■ PROBLEM REQUIREMENTS:
For this exercise, return exactly the lines of the material below that begin at the one with "Where can you spot the leafy" and stop after the one with "Where can you spot the undergrowth".

■ GIVEN RECORDS:
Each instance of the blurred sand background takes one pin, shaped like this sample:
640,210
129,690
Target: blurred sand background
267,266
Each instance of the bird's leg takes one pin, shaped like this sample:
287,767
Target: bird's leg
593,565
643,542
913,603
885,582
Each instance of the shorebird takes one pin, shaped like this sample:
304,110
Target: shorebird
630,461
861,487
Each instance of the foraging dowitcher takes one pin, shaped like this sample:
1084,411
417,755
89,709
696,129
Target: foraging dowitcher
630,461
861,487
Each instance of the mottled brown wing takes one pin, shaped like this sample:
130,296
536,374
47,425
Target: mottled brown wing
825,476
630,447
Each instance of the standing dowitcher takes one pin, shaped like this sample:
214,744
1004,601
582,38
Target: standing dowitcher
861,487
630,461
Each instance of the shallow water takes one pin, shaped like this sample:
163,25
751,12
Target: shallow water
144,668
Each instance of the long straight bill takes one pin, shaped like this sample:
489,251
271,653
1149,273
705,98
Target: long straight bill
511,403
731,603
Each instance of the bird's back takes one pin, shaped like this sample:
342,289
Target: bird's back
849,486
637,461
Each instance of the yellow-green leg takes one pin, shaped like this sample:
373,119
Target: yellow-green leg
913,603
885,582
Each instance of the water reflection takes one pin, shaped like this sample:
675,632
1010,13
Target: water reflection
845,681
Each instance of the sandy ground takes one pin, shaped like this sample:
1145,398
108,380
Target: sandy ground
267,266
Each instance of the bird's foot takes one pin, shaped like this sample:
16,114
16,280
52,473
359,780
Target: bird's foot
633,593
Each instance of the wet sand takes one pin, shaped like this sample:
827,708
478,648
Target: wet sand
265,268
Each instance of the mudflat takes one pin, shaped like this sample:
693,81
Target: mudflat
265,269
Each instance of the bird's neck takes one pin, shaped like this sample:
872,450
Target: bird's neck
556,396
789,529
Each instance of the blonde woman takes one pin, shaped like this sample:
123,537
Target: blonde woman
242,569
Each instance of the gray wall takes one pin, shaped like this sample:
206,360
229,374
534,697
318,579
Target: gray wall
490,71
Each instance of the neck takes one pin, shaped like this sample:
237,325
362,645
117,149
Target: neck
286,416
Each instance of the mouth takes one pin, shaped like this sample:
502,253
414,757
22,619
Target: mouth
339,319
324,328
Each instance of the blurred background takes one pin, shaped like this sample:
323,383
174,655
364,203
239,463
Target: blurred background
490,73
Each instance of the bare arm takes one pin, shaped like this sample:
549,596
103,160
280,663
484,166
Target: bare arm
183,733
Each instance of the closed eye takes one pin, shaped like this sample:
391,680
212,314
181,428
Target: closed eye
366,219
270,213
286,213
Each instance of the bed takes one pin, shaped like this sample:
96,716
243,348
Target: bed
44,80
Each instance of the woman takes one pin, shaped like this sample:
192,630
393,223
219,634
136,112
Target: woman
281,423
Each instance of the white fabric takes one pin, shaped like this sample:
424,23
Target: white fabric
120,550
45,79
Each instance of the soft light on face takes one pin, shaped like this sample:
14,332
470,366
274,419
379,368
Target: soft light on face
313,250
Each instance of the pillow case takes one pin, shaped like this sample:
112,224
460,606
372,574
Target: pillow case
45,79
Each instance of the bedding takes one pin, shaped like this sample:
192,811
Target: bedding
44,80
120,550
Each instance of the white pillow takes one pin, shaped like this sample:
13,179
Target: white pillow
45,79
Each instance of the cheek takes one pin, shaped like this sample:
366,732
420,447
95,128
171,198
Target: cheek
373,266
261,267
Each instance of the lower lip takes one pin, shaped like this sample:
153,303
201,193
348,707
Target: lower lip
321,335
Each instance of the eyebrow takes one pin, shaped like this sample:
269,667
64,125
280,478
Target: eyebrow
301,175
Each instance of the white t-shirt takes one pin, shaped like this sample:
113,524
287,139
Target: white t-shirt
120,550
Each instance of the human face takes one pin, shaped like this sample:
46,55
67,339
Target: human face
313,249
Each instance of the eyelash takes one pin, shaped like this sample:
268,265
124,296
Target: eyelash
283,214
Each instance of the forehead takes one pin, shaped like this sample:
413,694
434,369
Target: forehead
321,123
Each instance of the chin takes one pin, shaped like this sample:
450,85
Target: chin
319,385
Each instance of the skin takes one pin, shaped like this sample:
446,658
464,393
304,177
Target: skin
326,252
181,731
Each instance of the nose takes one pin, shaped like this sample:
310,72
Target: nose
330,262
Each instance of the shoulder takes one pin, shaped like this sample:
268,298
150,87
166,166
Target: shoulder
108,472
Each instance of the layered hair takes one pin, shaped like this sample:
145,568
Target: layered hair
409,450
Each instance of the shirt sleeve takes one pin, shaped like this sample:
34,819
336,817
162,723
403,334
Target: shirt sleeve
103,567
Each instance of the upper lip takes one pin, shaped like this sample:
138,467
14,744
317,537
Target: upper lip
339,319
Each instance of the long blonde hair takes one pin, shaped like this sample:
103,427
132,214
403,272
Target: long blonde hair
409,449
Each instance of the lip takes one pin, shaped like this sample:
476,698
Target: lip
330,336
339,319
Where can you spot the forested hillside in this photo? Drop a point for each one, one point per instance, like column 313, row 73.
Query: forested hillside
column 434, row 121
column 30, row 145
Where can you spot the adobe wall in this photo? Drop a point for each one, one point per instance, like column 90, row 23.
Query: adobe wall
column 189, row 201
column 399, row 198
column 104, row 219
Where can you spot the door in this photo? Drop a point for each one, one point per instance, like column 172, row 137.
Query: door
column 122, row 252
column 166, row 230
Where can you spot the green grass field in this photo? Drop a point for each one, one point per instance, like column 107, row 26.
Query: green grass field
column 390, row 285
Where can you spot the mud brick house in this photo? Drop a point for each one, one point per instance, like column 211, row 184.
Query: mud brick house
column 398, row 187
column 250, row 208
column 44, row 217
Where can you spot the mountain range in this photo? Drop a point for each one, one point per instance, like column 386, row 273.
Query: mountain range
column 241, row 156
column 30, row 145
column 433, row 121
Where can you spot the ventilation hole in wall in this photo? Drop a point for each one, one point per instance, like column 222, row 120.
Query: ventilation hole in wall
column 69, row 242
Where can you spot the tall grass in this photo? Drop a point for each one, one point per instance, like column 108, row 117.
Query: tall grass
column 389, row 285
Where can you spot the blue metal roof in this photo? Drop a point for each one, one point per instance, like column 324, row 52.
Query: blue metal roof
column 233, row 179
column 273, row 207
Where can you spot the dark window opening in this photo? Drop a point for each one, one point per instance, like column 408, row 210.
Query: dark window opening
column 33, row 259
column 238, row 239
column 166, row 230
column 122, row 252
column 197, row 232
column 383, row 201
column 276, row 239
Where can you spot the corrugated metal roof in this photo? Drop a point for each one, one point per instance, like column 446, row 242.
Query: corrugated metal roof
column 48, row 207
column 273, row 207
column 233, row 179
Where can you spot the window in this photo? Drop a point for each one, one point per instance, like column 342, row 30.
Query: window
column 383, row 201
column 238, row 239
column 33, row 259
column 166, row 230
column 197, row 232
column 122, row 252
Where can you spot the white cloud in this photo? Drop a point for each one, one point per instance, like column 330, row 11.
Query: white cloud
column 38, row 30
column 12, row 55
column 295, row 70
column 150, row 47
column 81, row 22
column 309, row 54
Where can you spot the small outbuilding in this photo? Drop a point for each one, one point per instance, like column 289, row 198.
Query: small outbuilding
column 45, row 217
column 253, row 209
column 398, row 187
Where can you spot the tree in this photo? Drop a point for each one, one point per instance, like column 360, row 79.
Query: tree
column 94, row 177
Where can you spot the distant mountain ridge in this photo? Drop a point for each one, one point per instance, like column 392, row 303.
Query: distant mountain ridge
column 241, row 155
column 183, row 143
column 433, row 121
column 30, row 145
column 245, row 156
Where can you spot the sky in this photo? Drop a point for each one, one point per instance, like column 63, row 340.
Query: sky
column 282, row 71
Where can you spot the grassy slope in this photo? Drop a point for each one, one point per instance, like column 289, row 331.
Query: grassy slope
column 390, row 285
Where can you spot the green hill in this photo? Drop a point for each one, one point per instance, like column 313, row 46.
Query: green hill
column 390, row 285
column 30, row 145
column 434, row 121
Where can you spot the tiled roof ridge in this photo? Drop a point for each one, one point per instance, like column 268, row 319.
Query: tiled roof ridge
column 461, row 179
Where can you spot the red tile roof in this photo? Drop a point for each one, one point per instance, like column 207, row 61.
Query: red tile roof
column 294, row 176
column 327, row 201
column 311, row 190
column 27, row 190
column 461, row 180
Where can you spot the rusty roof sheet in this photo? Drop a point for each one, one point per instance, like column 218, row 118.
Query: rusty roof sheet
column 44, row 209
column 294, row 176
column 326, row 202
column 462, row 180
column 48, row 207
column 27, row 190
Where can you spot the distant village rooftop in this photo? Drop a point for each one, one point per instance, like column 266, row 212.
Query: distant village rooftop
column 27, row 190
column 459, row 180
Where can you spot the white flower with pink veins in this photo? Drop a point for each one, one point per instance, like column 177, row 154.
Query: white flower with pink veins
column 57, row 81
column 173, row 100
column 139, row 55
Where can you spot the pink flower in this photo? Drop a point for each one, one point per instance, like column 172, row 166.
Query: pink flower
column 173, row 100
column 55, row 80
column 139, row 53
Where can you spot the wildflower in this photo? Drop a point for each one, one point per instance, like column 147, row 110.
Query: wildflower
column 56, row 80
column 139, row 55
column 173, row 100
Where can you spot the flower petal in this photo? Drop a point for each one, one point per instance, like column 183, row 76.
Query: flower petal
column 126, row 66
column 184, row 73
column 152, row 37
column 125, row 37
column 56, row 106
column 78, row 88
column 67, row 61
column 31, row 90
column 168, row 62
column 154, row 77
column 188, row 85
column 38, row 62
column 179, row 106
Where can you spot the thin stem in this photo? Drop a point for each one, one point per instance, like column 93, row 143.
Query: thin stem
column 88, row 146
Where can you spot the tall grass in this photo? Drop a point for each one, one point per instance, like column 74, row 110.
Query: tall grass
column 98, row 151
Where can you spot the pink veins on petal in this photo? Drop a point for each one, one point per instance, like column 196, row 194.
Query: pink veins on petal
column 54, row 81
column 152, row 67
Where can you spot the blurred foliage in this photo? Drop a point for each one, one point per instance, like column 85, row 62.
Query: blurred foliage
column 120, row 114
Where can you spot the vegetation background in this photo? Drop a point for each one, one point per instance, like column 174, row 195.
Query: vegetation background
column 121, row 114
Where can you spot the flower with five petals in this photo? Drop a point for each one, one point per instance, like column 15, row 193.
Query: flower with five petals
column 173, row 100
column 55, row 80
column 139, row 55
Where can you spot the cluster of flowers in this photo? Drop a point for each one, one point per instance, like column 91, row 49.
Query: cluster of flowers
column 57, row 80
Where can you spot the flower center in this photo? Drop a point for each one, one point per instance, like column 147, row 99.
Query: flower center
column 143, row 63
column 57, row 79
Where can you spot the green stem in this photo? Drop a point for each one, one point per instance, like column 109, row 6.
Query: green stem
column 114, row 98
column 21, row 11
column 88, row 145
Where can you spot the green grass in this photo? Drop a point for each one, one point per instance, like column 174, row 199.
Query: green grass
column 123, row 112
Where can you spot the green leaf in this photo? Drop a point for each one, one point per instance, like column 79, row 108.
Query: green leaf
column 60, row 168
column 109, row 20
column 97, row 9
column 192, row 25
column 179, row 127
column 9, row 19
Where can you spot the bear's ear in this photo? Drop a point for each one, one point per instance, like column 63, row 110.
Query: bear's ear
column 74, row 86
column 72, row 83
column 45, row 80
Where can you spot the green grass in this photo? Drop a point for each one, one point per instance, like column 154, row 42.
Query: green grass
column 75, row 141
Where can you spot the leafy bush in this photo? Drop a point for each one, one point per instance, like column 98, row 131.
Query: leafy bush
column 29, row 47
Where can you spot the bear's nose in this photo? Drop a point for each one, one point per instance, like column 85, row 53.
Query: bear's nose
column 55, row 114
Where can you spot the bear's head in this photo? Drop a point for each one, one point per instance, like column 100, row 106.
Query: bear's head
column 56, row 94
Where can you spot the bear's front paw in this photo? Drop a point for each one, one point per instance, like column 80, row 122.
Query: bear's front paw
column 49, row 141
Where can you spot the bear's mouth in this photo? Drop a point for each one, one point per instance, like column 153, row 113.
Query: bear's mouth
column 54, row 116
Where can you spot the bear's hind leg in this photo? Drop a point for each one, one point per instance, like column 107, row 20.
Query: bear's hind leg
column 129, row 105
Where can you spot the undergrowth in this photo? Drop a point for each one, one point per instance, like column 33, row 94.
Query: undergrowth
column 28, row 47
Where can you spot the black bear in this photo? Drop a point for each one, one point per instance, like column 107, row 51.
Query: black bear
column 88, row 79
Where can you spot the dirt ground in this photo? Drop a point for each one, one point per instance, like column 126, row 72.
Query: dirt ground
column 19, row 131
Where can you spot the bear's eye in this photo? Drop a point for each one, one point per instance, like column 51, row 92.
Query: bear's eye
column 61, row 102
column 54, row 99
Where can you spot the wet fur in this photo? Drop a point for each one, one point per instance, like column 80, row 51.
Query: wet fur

■ RESULT:
Where can you spot the leafy bush in this photo? Drop a point for each one, one point per instance, like column 98, row 131.
Query: leafy bush
column 29, row 47
Where can you spot the bear's nose in this photo? Drop a point for each one, one point per instance, like column 85, row 53.
Query: bear's nose
column 55, row 114
Where can you spot the bear's head in this photo? Drop a point for each one, one point per instance, like column 100, row 106.
Query: bear's head
column 56, row 94
Where can you spot the bear's front paw in this photo? Drop a point for each one, one point per instance, like column 80, row 122.
Query: bear's front paw
column 49, row 141
Where can you spot the bear's mouth in this photo? Drop a point for each one, one point per instance, like column 153, row 113.
Query: bear's mouth
column 54, row 116
Where can you spot the bear's hind leg in this photo? Drop a point for each one, one point per instance, like column 107, row 20.
Query: bear's hind leg
column 129, row 105
Where can you spot the undergrowth in this photo? Drop a point for each one, one point per instance, like column 33, row 94.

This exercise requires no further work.